-- begin Source data --
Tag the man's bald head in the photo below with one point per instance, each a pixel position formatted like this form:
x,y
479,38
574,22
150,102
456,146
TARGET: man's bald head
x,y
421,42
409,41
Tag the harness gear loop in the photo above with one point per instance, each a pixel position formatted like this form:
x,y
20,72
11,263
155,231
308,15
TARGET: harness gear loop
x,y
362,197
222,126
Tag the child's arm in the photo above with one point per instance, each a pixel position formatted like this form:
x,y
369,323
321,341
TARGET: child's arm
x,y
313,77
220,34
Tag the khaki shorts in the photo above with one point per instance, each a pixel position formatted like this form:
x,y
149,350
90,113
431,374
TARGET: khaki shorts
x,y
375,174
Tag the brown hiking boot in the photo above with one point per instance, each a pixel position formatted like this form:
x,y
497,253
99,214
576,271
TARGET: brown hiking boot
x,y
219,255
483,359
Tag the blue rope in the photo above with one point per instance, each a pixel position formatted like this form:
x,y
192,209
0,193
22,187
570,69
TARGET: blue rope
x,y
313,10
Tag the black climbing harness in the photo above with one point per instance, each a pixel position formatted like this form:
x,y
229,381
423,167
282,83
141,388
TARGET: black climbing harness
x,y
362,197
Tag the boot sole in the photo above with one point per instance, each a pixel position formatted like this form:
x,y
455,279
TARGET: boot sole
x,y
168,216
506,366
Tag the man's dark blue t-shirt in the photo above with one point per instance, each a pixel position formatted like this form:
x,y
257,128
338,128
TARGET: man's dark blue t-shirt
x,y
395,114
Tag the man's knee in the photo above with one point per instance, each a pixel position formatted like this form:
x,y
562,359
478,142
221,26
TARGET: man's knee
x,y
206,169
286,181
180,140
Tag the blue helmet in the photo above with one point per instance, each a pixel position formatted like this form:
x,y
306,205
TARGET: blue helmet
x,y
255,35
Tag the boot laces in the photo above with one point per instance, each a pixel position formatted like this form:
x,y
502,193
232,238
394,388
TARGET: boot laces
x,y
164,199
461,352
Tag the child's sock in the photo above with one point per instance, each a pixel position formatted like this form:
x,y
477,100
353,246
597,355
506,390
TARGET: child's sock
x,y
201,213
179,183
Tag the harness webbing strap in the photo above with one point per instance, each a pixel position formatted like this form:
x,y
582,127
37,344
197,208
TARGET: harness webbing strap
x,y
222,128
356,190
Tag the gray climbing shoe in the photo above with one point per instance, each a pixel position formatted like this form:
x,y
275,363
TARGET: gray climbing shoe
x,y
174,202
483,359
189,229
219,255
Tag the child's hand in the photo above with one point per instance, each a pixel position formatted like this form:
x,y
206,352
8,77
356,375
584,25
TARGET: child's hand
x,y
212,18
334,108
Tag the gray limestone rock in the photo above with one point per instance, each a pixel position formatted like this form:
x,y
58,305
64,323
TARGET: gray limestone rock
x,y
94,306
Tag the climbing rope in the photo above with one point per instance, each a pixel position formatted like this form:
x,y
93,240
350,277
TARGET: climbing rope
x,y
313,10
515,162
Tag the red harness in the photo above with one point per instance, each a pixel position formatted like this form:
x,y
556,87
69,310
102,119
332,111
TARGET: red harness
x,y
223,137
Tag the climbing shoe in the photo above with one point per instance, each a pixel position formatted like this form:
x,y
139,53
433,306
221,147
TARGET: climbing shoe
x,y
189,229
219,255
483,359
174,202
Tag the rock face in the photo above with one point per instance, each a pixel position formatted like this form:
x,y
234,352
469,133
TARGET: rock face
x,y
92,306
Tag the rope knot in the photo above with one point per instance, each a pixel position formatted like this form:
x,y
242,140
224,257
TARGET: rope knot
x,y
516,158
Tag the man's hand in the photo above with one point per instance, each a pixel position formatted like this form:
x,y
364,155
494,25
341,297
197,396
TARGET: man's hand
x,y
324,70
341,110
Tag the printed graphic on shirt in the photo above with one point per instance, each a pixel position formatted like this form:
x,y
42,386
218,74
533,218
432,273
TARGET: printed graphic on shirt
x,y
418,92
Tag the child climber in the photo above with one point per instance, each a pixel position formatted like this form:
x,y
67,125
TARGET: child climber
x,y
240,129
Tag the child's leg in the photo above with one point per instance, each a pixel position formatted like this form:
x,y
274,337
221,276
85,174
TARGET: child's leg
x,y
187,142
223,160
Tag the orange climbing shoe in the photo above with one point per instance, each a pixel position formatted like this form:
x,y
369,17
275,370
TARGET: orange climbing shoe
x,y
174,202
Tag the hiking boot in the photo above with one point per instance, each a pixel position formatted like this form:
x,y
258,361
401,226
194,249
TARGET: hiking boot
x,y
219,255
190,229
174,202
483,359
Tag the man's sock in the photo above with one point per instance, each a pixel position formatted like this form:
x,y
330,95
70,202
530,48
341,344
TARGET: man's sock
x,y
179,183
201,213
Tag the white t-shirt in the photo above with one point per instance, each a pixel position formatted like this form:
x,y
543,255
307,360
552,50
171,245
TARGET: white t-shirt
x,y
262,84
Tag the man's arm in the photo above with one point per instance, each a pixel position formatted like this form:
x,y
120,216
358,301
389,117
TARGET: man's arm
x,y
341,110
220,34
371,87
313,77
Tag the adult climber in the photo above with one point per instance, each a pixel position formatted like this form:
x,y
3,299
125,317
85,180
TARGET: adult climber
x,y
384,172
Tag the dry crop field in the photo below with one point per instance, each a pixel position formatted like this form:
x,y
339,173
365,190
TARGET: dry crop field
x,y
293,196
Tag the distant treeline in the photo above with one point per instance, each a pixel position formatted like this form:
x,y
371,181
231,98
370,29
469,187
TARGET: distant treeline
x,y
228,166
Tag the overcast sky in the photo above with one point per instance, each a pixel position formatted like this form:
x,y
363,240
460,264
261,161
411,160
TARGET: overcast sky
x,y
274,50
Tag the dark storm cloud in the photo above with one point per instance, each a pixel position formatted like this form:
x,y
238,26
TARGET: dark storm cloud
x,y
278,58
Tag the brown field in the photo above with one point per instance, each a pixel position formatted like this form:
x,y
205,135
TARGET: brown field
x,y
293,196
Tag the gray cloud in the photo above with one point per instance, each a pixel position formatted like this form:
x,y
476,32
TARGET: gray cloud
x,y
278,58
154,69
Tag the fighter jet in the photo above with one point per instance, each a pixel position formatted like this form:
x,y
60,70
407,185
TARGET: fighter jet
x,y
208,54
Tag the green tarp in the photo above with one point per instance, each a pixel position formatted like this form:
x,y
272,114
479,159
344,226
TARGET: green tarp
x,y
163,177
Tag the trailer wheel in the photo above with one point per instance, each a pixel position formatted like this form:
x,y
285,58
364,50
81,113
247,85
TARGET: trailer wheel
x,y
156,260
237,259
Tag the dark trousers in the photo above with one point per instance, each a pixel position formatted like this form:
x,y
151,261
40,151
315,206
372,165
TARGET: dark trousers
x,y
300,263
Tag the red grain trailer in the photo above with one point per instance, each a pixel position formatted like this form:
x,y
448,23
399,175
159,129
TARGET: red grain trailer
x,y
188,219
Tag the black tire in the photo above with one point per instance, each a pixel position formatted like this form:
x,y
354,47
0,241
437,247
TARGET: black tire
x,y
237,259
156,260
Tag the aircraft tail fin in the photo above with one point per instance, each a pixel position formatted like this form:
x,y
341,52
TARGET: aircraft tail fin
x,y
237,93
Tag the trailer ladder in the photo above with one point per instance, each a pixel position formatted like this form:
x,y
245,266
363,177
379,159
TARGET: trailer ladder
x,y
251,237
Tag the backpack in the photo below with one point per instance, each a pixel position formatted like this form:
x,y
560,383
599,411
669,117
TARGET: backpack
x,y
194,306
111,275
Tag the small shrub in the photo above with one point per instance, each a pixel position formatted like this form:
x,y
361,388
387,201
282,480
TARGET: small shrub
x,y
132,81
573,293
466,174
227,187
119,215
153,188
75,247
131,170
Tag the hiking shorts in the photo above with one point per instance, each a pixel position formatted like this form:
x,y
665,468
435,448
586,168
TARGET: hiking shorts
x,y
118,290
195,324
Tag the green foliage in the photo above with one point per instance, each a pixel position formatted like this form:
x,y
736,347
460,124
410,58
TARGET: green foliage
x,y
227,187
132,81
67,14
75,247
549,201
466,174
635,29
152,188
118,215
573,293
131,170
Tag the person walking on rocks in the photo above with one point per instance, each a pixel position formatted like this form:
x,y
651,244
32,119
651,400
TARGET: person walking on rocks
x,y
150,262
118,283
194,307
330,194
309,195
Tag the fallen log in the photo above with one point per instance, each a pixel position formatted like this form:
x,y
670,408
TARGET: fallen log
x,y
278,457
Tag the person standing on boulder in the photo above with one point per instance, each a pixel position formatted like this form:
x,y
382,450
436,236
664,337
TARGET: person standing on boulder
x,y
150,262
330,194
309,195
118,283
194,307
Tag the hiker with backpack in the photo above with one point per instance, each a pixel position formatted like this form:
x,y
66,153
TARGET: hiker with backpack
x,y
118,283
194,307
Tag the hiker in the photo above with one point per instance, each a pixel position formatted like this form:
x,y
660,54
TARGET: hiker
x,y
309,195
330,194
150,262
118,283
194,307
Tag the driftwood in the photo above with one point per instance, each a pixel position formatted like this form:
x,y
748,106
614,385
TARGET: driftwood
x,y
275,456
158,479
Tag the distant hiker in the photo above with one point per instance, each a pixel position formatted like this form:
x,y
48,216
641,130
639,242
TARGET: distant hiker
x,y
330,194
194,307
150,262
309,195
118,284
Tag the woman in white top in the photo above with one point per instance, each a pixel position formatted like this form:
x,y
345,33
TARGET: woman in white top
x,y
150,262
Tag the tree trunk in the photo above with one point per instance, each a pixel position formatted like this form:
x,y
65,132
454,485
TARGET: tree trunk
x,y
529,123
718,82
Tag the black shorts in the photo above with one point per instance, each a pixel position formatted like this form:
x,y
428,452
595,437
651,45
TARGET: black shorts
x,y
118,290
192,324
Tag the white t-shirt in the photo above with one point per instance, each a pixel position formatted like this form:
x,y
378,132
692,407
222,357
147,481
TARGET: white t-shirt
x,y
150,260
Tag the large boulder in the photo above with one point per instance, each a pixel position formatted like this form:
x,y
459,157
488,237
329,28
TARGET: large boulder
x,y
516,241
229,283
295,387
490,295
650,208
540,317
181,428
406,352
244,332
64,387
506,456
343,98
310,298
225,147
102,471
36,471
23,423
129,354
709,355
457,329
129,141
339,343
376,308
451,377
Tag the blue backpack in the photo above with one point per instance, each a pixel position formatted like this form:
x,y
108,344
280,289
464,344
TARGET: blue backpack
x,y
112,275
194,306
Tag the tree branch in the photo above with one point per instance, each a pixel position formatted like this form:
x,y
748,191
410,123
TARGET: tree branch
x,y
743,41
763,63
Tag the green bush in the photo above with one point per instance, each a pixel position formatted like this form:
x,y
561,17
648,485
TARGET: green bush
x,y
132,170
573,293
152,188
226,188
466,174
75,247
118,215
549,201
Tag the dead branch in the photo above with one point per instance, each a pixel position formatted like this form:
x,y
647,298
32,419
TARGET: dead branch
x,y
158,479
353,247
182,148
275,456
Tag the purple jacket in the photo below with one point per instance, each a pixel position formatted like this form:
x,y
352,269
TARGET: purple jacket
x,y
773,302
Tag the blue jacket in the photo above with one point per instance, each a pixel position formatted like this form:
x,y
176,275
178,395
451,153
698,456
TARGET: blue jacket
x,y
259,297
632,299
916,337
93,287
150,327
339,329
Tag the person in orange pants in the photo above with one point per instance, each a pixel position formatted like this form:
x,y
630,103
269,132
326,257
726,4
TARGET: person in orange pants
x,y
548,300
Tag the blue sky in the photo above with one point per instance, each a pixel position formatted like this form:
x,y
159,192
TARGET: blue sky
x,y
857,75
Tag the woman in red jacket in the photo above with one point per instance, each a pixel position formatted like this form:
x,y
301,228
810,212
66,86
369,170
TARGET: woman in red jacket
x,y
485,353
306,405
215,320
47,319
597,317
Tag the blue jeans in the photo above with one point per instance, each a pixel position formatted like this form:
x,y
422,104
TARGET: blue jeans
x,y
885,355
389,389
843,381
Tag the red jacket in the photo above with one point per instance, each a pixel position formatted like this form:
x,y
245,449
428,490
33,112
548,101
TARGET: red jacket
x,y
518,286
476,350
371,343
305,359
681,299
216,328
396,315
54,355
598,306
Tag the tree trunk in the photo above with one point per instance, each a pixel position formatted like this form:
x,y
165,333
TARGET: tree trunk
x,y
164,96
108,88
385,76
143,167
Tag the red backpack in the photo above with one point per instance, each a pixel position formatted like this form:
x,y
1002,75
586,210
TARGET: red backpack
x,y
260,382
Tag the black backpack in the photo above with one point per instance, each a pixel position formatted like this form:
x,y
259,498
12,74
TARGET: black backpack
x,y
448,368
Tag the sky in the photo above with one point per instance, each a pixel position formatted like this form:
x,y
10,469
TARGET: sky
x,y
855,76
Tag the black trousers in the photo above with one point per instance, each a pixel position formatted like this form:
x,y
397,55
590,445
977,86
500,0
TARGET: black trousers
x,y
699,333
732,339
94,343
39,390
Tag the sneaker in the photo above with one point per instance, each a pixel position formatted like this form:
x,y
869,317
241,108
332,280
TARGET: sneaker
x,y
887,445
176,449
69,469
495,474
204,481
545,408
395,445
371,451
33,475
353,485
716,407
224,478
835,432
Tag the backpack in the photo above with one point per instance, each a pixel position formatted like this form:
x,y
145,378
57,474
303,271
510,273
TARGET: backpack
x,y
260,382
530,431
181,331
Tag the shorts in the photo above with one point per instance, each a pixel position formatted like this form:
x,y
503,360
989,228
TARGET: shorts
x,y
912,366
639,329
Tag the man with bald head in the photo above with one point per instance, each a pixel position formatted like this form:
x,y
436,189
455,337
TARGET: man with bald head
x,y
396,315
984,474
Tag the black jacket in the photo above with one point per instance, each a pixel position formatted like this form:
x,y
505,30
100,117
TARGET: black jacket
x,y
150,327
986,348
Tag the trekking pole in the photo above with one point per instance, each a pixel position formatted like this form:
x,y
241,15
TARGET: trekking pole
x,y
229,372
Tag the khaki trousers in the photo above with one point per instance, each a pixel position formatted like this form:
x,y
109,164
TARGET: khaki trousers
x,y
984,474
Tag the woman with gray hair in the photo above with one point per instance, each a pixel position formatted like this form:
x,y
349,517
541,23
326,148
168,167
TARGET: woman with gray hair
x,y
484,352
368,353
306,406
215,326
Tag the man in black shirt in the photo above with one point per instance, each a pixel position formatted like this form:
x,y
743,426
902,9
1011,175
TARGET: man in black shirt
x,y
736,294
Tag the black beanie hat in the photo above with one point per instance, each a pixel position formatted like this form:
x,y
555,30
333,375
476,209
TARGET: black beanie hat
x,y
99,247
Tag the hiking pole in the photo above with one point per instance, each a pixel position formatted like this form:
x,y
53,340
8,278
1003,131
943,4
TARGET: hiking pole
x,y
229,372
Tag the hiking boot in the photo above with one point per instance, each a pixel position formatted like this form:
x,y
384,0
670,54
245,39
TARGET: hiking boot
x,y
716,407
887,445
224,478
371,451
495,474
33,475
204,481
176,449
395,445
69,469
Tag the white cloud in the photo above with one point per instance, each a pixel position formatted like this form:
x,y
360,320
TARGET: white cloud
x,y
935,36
-- end Source data --
**Exercise:** Reproduce only those lines of the entries above that run from the line with "Tag the man in" to the final line.

**Solution:**
Tag the man in black shirt in the photo above with one point per instance, each a pixel position formatted like this form:
x,y
743,426
902,9
1011,175
TARGET: man in black shirt
x,y
736,294
Tag the black beanie hat in the photo above with one point per instance, each a pixel position formatted like this form:
x,y
555,30
333,375
476,209
TARGET: black beanie hat
x,y
99,247
Tag the hiking pole in the photo above with one point per instance, each a pixel position formatted like this form:
x,y
53,340
8,278
1003,131
943,4
TARGET: hiking pole
x,y
229,372
Tag the hiking boot in the photo above with one point per instance, each a pixel position formatted like this form:
x,y
384,0
670,54
245,39
TARGET: hiking boot
x,y
716,407
887,445
224,478
371,451
495,474
33,475
204,481
176,449
395,445
69,469
Tag the white cloud in the photo above with one point per instance, each a pixel position formatted like this form:
x,y
360,320
TARGET: white cloud
x,y
935,36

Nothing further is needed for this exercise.